**What is being asked**: Repeat each of the following lines word for word, keeping every coordinate and its order unchanged.

[Records of labeled points]
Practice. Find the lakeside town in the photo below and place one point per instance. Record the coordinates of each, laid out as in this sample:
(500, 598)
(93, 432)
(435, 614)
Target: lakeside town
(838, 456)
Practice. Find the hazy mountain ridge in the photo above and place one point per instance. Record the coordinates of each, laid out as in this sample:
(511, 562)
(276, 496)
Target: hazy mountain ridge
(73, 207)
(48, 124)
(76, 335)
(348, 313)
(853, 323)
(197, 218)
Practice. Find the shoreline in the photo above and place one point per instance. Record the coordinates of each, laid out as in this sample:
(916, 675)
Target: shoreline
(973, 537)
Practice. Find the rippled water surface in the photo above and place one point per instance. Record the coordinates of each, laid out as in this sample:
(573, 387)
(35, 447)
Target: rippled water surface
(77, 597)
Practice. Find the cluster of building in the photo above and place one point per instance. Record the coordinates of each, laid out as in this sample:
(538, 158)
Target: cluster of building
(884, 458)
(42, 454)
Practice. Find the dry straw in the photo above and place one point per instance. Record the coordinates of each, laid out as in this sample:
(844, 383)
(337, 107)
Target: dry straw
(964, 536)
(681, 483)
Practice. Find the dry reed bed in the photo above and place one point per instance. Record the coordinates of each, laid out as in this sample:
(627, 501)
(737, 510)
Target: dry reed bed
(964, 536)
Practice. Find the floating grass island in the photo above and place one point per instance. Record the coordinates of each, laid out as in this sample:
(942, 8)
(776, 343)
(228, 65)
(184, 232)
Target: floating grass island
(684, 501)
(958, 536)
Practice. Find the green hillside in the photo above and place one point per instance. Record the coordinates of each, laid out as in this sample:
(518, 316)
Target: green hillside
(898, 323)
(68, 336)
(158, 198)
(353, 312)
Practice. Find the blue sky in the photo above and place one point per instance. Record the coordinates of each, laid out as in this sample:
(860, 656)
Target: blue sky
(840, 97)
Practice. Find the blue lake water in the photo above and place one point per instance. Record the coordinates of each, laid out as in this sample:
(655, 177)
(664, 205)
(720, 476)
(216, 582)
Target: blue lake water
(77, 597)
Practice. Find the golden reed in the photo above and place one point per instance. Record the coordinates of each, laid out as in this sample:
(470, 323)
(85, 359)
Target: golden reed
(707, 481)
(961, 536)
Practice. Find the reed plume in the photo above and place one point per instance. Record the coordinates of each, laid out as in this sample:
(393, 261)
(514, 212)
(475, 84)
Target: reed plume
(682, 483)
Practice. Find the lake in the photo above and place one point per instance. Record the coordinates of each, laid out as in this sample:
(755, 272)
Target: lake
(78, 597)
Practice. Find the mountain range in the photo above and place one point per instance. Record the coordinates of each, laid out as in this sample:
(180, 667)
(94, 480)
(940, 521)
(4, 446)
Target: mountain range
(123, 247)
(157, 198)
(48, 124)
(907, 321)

**Result for this exercise**:
Practice. Find the lakeside town in the photo below and place one point per instance. Record the coordinates of each, laid out as in this sample:
(500, 598)
(93, 432)
(435, 614)
Target: lakeside town
(838, 456)
Practice. Find the hazy mountain ridge in the photo above and place one point per instance. Record the coordinates of each, laid out as in this sample:
(511, 562)
(276, 496)
Target: hazy mountain ridge
(73, 207)
(48, 124)
(76, 335)
(348, 313)
(853, 323)
(197, 218)
Practice. Find the shoreline in the photo above and place one point per instance. Record the coordinates of each, laid out as in this sample:
(916, 675)
Target: shoreline
(973, 537)
Practice. Find the rippled water surface in the photo above and place one point per instance. Record the coordinates of each, laid out as in this sample:
(573, 387)
(35, 447)
Target: rippled water surface
(77, 597)
Practice. Find the cluster of building in the photo above and place one point per instance. Record the coordinates of each, laid out as in this sample:
(538, 158)
Target: cluster of building
(884, 458)
(42, 454)
Practice. Find the dry straw in the photo above and place one point per instance. Record the coordinates of each, laid out as in this sample:
(844, 383)
(337, 107)
Target: dry straw
(964, 536)
(681, 483)
Practice. Find the dry reed bed in the photo above and place one point per instance. Record the coordinates of each, laid out as in this sample:
(627, 501)
(737, 510)
Target: dry reed bed
(964, 536)
Practice. Find the floating grass island in the photo above and place one point per instance. Record the coordinates of each, laid out as in this sample:
(942, 8)
(776, 343)
(228, 65)
(184, 232)
Target: floating grass island
(684, 501)
(958, 536)
Practice. Find the green hillside in the photo above and place one point per instance. Record the coordinates of each, laid out as in this sample:
(518, 316)
Target: green hillside
(898, 323)
(68, 336)
(158, 198)
(353, 312)
Practice. Find the blue sky in the photo above and place one point per instance. Record the coordinates of each, laid out as in this sample:
(860, 656)
Target: blue sky
(840, 97)
Practice. Find the blue lake water in the photo above and place one point per instance. Record the coordinates of each, laid out as in this sample:
(655, 177)
(664, 205)
(720, 476)
(216, 582)
Target: blue lake water
(77, 597)
Practice. Find the golden reed in the photo above and place one point per instance. Record the coordinates of each, laid out as in this sample:
(470, 323)
(85, 359)
Target: golden reed
(707, 481)
(961, 536)
Practice. Find the reed plume in the photo above and place one point per instance. Record the coordinates of each, laid out as in this sample:
(393, 261)
(514, 212)
(475, 84)
Target: reed plume
(682, 483)
Practice. Find the lake in the photo above and place one point per instance. Record the coordinates of each, laid out as in this sample:
(755, 272)
Target: lake
(78, 597)
Practice. Find the mountain range in the photo above and place one point per instance. Record the coordinates of each, laid out as in this sample:
(180, 667)
(94, 480)
(940, 521)
(4, 446)
Target: mountain range
(123, 247)
(157, 198)
(48, 124)
(907, 321)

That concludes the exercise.